──────── RECORD LIST ────────

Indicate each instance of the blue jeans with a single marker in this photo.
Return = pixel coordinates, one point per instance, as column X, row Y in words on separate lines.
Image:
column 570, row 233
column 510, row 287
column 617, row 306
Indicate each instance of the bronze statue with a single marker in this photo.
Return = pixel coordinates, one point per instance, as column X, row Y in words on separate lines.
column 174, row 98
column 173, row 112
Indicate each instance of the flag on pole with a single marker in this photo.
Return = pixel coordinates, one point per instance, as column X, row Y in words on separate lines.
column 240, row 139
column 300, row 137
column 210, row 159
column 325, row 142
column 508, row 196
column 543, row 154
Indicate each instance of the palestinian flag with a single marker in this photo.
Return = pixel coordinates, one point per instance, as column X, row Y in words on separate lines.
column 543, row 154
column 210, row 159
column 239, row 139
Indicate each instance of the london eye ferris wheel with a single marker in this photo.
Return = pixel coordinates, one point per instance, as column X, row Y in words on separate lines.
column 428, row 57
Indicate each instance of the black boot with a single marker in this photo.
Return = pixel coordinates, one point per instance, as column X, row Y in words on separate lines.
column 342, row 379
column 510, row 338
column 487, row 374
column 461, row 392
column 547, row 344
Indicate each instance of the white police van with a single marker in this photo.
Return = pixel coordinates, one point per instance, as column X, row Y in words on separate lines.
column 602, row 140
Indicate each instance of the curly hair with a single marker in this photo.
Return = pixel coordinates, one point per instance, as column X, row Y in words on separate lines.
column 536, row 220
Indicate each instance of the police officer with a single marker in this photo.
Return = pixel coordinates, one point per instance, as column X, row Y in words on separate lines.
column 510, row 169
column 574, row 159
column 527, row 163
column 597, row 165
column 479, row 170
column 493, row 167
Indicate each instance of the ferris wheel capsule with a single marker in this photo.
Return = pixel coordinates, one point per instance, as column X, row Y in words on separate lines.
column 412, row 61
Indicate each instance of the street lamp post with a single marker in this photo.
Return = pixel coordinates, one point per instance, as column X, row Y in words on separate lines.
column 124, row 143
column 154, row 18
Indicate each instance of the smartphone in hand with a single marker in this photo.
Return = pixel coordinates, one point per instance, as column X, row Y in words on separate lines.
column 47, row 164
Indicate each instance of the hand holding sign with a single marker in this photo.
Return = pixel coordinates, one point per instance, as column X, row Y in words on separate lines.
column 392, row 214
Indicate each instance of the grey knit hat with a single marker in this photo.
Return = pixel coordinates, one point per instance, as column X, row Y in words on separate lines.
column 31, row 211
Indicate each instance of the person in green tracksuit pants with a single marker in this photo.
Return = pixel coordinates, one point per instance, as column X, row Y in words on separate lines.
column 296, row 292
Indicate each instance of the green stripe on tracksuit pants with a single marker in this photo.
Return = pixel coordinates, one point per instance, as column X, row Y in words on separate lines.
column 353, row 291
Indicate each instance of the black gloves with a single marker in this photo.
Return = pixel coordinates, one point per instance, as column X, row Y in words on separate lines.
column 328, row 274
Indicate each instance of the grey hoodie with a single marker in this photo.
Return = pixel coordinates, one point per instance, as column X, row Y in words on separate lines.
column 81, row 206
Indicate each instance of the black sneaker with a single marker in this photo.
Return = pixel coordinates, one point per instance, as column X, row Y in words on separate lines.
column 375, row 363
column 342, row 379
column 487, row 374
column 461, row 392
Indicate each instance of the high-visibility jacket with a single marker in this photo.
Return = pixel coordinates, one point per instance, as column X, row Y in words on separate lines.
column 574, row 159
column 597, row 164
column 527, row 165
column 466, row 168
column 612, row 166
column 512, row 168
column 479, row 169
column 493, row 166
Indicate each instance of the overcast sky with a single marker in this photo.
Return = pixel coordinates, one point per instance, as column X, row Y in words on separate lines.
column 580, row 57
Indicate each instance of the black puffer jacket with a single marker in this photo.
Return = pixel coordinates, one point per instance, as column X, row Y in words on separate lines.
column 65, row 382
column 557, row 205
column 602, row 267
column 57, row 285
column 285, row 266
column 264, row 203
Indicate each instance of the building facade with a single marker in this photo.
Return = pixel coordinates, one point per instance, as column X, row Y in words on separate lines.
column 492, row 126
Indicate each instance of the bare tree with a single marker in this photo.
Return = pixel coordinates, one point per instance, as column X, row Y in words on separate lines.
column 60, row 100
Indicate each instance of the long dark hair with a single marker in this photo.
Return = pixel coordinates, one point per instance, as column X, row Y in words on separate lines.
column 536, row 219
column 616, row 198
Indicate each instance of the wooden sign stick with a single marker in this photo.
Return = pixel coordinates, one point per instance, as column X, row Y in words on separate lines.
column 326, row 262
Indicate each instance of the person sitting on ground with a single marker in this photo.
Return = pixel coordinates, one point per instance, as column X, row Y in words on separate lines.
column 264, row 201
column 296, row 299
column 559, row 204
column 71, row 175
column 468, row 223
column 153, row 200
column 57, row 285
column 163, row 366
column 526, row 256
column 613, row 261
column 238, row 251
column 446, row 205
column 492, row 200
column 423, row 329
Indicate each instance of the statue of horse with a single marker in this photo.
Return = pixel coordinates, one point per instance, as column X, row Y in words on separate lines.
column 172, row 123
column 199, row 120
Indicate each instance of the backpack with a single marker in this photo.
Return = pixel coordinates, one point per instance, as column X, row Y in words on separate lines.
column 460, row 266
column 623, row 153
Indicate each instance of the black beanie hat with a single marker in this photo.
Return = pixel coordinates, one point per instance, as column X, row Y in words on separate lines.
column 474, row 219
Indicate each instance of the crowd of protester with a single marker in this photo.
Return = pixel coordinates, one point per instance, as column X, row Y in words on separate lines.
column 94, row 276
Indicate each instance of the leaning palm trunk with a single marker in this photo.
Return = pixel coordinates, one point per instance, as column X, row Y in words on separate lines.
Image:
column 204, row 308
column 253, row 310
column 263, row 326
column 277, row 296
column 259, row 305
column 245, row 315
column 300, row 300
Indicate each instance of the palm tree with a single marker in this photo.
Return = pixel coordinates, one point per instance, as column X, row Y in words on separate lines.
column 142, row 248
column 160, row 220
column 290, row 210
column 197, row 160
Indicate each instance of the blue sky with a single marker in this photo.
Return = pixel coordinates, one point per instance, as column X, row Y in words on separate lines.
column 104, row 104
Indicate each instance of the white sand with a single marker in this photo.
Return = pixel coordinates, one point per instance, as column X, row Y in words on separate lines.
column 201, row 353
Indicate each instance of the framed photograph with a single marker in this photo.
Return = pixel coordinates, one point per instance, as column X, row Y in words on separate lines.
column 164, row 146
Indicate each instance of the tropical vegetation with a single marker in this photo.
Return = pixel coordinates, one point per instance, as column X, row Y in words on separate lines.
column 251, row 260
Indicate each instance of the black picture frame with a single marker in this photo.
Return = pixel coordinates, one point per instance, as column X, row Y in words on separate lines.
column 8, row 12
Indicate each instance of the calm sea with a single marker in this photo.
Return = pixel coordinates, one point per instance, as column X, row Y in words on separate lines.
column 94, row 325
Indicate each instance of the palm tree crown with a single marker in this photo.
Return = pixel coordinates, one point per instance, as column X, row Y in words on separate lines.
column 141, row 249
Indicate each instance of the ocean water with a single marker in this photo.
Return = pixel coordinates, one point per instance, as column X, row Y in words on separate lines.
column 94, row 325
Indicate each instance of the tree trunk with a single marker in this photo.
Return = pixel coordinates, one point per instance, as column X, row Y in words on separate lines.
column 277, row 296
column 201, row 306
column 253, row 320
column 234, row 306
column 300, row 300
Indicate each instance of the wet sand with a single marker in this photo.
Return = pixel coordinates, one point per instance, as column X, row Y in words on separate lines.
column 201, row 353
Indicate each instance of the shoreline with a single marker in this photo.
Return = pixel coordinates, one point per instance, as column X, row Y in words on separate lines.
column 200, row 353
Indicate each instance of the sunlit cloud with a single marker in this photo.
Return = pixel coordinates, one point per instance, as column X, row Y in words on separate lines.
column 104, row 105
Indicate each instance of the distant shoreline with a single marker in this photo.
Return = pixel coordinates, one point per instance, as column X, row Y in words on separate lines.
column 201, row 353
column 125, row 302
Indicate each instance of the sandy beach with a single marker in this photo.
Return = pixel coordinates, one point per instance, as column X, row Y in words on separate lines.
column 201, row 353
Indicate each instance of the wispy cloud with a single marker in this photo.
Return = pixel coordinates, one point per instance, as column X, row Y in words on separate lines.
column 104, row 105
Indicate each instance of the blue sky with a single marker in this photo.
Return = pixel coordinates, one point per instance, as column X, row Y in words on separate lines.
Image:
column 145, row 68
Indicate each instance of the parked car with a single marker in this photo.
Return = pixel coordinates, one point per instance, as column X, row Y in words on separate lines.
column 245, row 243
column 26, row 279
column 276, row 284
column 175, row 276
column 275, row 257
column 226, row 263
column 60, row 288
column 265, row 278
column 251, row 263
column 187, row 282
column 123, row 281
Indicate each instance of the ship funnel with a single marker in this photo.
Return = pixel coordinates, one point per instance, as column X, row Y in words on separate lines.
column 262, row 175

────────

AIM:
Reproduce the items above word for word, starting at their very first line and ending at the line that contains "column 173, row 112".

SOLUTION FOR THIS EXERCISE:
Indicate each instance of the blue jeans with a single marker in this photo.
Return = pixel coordinates, one point per instance, as column X, row Y in words on separate lines.
Image:
column 570, row 233
column 510, row 287
column 617, row 306
Indicate each instance of the bronze statue with a single marker in this photo.
Return = pixel coordinates, one point per instance, as column X, row Y in words on separate lines.
column 174, row 98
column 173, row 112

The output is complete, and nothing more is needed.